The problem:
Each entry needs to appear again, retyped exactly as it is below.

# # # # #

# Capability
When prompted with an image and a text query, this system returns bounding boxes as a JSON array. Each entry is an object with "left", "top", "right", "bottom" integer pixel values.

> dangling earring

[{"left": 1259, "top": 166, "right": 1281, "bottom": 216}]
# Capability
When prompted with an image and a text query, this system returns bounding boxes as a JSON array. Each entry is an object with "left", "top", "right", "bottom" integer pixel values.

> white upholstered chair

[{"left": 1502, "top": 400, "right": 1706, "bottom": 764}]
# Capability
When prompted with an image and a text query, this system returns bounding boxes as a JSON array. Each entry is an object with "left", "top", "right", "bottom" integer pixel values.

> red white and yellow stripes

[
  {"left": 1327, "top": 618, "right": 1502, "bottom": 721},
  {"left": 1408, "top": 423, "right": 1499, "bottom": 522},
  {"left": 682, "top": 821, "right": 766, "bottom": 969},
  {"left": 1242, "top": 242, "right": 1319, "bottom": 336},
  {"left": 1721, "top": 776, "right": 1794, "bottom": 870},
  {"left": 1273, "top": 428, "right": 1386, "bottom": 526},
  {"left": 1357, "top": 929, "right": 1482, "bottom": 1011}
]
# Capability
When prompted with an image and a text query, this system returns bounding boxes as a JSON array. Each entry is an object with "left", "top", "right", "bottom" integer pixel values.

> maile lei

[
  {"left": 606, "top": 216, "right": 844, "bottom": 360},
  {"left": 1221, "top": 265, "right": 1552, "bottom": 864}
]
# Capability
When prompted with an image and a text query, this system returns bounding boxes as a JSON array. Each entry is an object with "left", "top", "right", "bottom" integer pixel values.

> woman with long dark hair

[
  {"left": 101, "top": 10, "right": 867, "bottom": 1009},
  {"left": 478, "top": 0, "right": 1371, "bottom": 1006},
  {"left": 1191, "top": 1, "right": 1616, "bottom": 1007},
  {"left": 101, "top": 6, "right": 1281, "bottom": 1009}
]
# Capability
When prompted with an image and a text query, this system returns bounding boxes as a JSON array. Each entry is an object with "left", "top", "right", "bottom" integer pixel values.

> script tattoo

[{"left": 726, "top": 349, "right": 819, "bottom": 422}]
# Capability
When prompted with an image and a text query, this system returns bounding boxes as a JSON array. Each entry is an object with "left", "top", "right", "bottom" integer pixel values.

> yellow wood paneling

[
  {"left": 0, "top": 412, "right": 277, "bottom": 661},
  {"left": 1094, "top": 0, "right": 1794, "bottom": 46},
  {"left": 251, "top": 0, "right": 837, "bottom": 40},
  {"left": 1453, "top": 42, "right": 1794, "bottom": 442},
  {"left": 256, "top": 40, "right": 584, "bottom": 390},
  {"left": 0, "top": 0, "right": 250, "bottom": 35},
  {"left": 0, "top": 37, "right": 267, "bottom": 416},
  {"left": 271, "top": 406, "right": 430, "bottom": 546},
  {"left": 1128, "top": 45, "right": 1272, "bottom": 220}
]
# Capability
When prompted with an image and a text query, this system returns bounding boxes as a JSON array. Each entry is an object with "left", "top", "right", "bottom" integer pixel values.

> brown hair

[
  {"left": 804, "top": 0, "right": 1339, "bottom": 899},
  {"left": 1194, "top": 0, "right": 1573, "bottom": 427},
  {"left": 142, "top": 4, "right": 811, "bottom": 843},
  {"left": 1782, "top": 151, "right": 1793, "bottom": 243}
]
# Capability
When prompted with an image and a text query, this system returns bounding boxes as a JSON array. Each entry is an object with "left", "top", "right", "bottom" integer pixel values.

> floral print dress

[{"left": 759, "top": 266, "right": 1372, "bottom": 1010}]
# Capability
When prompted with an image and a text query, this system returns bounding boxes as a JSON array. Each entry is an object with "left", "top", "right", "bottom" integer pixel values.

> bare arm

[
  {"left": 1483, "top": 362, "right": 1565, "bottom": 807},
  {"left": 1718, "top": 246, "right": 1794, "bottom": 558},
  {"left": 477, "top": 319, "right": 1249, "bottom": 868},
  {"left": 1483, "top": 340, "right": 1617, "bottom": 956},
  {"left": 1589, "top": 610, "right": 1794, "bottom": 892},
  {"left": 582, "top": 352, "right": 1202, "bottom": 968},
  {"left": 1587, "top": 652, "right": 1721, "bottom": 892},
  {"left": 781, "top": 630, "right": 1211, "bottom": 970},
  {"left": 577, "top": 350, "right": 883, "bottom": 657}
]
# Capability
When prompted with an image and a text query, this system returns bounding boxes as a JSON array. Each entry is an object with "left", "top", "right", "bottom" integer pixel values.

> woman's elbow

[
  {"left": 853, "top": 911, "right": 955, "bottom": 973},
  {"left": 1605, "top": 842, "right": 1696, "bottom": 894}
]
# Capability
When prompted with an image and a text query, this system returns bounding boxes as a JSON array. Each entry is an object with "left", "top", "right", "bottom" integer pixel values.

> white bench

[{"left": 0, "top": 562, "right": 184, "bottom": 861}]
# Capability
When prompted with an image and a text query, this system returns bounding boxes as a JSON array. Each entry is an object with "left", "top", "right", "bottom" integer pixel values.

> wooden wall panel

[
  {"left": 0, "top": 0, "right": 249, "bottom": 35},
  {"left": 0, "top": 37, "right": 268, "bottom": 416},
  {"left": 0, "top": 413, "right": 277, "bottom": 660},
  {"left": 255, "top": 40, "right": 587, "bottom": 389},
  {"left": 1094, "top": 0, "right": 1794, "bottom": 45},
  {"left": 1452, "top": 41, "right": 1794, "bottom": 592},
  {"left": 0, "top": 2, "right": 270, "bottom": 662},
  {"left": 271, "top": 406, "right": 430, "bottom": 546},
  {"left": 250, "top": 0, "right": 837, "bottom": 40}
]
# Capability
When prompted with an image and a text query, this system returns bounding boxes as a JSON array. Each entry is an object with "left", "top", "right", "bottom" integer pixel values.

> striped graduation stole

# # # # #

Result:
# Capability
When prompted with an image and a text query, this system returns bounding boxes as a JSON array. Each entry is an object with "left", "top", "right", "bottom" integer pixel values.

> dangling earring

[{"left": 1259, "top": 166, "right": 1281, "bottom": 216}]
# Capability
When prompted with an image and a text query, this system returns bounding boxes as a JSON array. Each entry is an object with "left", "top", "right", "bottom" integer pixel values.

> white upholstered chair

[{"left": 1502, "top": 400, "right": 1706, "bottom": 764}]
# Capability
When prompted with an image and a text query, this system returns bounding boxes as a JSON array. Each entry is an object with "left", "top", "right", "bottom" integer pixel values.

> red white and yellow stripes

[
  {"left": 1327, "top": 618, "right": 1502, "bottom": 721},
  {"left": 1408, "top": 423, "right": 1499, "bottom": 522},
  {"left": 682, "top": 821, "right": 766, "bottom": 969},
  {"left": 1242, "top": 242, "right": 1319, "bottom": 336},
  {"left": 1721, "top": 776, "right": 1794, "bottom": 870},
  {"left": 1273, "top": 428, "right": 1386, "bottom": 526},
  {"left": 1357, "top": 929, "right": 1482, "bottom": 1011}
]
# Capability
When prompted with an image and a text query, this system returns bounding boxes as a JSON array. Each entry is an object with "left", "top", "right", "bottom" integer pixel values.

> maile lei

[
  {"left": 606, "top": 216, "right": 844, "bottom": 360},
  {"left": 1221, "top": 265, "right": 1552, "bottom": 864}
]
# Capability
When prompted with an image and a text query, this system returns bounding boxes as a JSON array. Each entry is an object with "left", "top", "right", "bottom" integer pixel values.

> woman with long dark hair

[
  {"left": 101, "top": 10, "right": 867, "bottom": 1009},
  {"left": 478, "top": 0, "right": 1371, "bottom": 1006},
  {"left": 1191, "top": 1, "right": 1616, "bottom": 1007},
  {"left": 101, "top": 6, "right": 1281, "bottom": 1009}
]
# Capability
When prompted with an image and a text query, this system returns bounding boxes as a JSON array. Each entry is an object with "left", "top", "right", "bottom" integer pixel values.

> script tattoo

[{"left": 726, "top": 349, "right": 819, "bottom": 422}]
# Capability
When prompted with an image and a text query, this system returns bounding boxes as a JSON array. Each entry is an object with "left", "top", "right", "bottom" integer pixel values.

> yellow wood paneling

[
  {"left": 0, "top": 412, "right": 277, "bottom": 661},
  {"left": 1094, "top": 0, "right": 1794, "bottom": 46},
  {"left": 251, "top": 0, "right": 837, "bottom": 40},
  {"left": 1453, "top": 42, "right": 1794, "bottom": 442},
  {"left": 256, "top": 40, "right": 584, "bottom": 390},
  {"left": 0, "top": 0, "right": 250, "bottom": 35},
  {"left": 0, "top": 37, "right": 267, "bottom": 416},
  {"left": 271, "top": 406, "right": 430, "bottom": 546},
  {"left": 1128, "top": 45, "right": 1272, "bottom": 220}
]
# Capability
When prompted with an image and a text query, this system returns bounding boxes as a JSON array. Each entry is an object with "left", "top", "right", "bottom" integer pixel values.

> brown hair

[
  {"left": 804, "top": 0, "right": 1339, "bottom": 899},
  {"left": 1194, "top": 0, "right": 1573, "bottom": 427},
  {"left": 142, "top": 4, "right": 811, "bottom": 843},
  {"left": 1782, "top": 151, "right": 1793, "bottom": 243}
]
# Capability
When prompted with an image and a text query, this system returns bounding boxes as a JSON array. Each entry is an object with "left", "top", "right", "bottom" integer pixel values.

> floral print dress

[{"left": 759, "top": 266, "right": 1372, "bottom": 1010}]
# Capability
When prompted with an image and a text query, this system returns bounding boxes as a JSON array. Each entry is an object with "left", "top", "right", "bottom" integer pixel values.

> bare arm

[
  {"left": 1483, "top": 362, "right": 1565, "bottom": 807},
  {"left": 1718, "top": 246, "right": 1794, "bottom": 558},
  {"left": 477, "top": 319, "right": 1249, "bottom": 868},
  {"left": 1483, "top": 340, "right": 1617, "bottom": 956},
  {"left": 1589, "top": 610, "right": 1794, "bottom": 892},
  {"left": 582, "top": 352, "right": 1202, "bottom": 968},
  {"left": 1587, "top": 652, "right": 1721, "bottom": 892},
  {"left": 781, "top": 630, "right": 1211, "bottom": 970},
  {"left": 577, "top": 350, "right": 883, "bottom": 657}
]
# Capability
When prompted with an image and a text query, this system returns bounding boxes as a JSON array. Each entry is an object with "left", "top", "right", "bottom" integer pixel values.

> woman's elbow

[
  {"left": 853, "top": 911, "right": 955, "bottom": 973},
  {"left": 1605, "top": 842, "right": 1696, "bottom": 894}
]
# Capability
When prompted with an image and a text query, this system returns bounding boxes as a JSON array. Each entry is an object with "left", "top", "right", "bottom" integer pixel values.

> white bench

[{"left": 0, "top": 562, "right": 184, "bottom": 861}]
# Capability
When prompted with an image and a text query, this system returns bounding boxes as a JSON array. Each entry is an object with "left", "top", "right", "bottom" integer pixel values.

> wooden wall panel

[
  {"left": 0, "top": 0, "right": 249, "bottom": 35},
  {"left": 0, "top": 37, "right": 268, "bottom": 416},
  {"left": 0, "top": 413, "right": 277, "bottom": 660},
  {"left": 255, "top": 40, "right": 587, "bottom": 389},
  {"left": 1094, "top": 0, "right": 1794, "bottom": 45},
  {"left": 1452, "top": 41, "right": 1794, "bottom": 592},
  {"left": 0, "top": 2, "right": 270, "bottom": 662},
  {"left": 271, "top": 406, "right": 430, "bottom": 546},
  {"left": 250, "top": 0, "right": 837, "bottom": 40}
]
# Capability
When prompted with an image and a text query, this system returns bounding boxes as a JSON array. Each entry is an object with "left", "top", "right", "bottom" integer pixel values.

> striped graduation stole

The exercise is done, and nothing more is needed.